TASK INSTRUCTIONS>
Your answer should be each line of the entries that contains the word "print", copied in full.

*** Begin section ***

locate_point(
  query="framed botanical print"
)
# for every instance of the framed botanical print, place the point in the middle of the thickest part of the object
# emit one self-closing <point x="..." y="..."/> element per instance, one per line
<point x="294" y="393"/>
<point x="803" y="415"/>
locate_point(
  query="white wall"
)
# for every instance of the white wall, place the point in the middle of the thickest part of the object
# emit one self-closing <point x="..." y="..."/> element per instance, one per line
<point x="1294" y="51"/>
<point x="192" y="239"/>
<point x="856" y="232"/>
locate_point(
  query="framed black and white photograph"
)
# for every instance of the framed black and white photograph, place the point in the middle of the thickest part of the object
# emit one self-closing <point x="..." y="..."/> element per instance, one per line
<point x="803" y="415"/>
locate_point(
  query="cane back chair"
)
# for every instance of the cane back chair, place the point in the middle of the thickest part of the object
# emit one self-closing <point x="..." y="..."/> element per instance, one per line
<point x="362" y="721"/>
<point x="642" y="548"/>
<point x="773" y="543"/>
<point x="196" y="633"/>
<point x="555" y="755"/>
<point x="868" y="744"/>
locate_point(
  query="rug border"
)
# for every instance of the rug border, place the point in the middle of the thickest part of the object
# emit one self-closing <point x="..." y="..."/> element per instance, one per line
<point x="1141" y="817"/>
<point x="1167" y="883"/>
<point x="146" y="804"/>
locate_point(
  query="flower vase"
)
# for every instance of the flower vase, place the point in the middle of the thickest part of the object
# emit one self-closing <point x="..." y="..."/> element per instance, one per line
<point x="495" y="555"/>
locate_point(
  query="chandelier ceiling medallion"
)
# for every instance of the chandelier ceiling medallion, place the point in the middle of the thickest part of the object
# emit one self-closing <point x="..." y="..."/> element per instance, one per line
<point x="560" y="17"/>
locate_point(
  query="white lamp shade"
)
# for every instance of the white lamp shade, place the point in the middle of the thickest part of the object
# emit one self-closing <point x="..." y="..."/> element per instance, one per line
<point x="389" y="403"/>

*** End section ***

OUTPUT OF THE TASK>
  query="framed botanical print"
# for every instance of the framed botanical print, place the point in the middle of the thickest part of the object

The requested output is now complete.